* TEXTE FOURNI *
☆ ☆ ☆
Partir à toute vitesse
Soutenus par Unia et le Sit, ceux-ci ont rendu publiques leurs nombreuses doléances, que la direction a eu l’occasion d’entendre à deux reprises lors de réunions avec les représentants des deux syndicats sans y donner pour autant les suites souhaitées. Les témoignages font état du climat de terreur qui règne désormais dans les deux homes. «On est convoqué par des cadres sans savoir si c’est pour un simple échange ou si on va être licenciés de manière abrupte, explique Marion*. Tout peut basculer d’une heure à l’autre et cela peut arriver à tout le monde. On se retrouve alors aux vestiaires, juste le temps d’embarquer ses affaires et de se retrouver à la porte.» C’est ce qui s’est produit précisément avec Nathalie*: «Un matin, on m’a dit que j’étais virée pour faute grave, alors que l’argument est absolument fallacieux. On m’a accompagnée au casier, je l’ai vidé en mettant tout dans un sac-poubelle, parce que, prise par surprise, je n’avais rien d’autre à la place. On m’a traitée comme une criminelle, je n’ai pu saluer personne, ni les résidents, ni mes collègues.»
☆ ☆ ☆
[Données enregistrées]
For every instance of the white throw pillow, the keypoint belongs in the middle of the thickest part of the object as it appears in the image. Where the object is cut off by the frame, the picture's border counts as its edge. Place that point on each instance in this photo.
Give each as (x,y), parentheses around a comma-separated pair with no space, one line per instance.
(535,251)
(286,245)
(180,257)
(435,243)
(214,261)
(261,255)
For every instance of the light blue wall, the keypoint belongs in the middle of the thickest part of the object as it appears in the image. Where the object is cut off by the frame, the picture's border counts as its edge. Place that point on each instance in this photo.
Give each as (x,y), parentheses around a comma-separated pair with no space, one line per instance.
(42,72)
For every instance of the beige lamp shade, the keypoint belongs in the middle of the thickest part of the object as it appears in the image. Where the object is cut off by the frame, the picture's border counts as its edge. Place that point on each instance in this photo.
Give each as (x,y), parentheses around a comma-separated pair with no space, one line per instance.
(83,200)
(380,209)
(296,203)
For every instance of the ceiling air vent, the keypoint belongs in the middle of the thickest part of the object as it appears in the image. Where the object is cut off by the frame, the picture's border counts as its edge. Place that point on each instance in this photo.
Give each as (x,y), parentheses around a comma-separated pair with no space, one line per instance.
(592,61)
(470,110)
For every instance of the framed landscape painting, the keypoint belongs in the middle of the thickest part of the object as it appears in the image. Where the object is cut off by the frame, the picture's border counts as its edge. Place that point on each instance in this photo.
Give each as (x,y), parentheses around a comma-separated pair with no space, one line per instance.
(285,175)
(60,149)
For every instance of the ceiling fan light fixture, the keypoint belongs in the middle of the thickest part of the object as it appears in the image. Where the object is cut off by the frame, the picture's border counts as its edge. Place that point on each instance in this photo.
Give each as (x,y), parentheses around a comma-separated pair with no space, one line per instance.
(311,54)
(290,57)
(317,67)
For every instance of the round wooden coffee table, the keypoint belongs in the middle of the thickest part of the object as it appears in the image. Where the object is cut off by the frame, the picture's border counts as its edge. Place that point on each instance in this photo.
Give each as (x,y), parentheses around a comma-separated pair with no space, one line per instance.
☆ ☆ ☆
* OBJET DE LA TÂCHE *
Indiquez par oui ou par non si chacune des affirmations suivantes concorde avec le texte fourni, en citant à l'identique les mots qui tranchent : (a) la direction a entendu les doléances à deux reprises lors de réunions avec les syndicats ; (b) Nathalie a pu saluer ses collègues avant de quitter les lieux ; (c) selon Marion, un licenciement soudain peut toucher n'importe qui.

* RÉPONSE RÉDIGÉE *
(a) Oui : « que la direction a eu l’occasion d’entendre à deux reprises lors de réunions avec les représentants des deux syndicats ».
(b) Non : « je n’ai pu saluer personne, ni les résidents, ni mes collègues ».
(c) Oui : « cela peut arriver à tout le monde ».